_The task_. Find every line in the data that contains the string "background" and copy each one out in full. Treat the match as case-sensitive.

______________________________

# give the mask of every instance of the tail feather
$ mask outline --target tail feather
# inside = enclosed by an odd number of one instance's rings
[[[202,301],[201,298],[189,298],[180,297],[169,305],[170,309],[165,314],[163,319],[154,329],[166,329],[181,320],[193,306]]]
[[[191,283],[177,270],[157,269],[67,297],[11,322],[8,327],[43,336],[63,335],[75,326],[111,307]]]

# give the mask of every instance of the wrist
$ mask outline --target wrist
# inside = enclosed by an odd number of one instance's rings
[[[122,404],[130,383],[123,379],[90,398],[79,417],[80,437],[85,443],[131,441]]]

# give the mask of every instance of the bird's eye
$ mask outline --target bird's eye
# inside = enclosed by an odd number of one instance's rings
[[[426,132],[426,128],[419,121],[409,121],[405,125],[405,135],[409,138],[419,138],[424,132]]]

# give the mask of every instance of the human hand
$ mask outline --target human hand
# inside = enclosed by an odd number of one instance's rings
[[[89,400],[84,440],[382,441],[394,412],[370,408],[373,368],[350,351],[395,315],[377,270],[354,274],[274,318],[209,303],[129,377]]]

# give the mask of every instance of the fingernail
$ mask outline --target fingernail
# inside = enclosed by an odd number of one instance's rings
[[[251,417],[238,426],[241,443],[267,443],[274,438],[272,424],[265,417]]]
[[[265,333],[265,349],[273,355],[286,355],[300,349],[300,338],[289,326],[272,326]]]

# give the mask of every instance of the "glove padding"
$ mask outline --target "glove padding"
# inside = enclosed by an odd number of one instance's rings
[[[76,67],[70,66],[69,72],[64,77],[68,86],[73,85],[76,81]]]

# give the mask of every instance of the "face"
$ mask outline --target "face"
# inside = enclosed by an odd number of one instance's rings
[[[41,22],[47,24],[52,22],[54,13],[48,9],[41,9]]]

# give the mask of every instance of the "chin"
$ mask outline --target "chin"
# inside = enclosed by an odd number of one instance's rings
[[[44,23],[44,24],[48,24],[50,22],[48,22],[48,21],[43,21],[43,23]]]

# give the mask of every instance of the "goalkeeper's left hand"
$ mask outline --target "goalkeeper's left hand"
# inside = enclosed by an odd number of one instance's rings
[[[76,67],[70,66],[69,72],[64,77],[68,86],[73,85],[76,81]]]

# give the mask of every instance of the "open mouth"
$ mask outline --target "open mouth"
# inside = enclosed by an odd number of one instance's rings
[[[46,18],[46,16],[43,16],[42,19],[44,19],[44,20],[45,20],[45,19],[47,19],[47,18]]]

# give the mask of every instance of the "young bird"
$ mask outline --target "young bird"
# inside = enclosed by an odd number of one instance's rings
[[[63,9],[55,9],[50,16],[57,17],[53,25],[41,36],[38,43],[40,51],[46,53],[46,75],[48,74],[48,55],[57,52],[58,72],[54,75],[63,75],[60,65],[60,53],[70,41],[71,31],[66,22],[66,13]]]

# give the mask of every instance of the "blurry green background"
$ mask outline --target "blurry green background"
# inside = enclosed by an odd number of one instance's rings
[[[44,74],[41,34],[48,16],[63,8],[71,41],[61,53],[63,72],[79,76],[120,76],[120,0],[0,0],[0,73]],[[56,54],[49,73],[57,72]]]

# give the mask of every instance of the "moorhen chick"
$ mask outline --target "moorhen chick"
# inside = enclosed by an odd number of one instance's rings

______________________________

_Full response_.
# give the mask of every instance of the "blurry green background"
$ mask outline --target "blurry green background"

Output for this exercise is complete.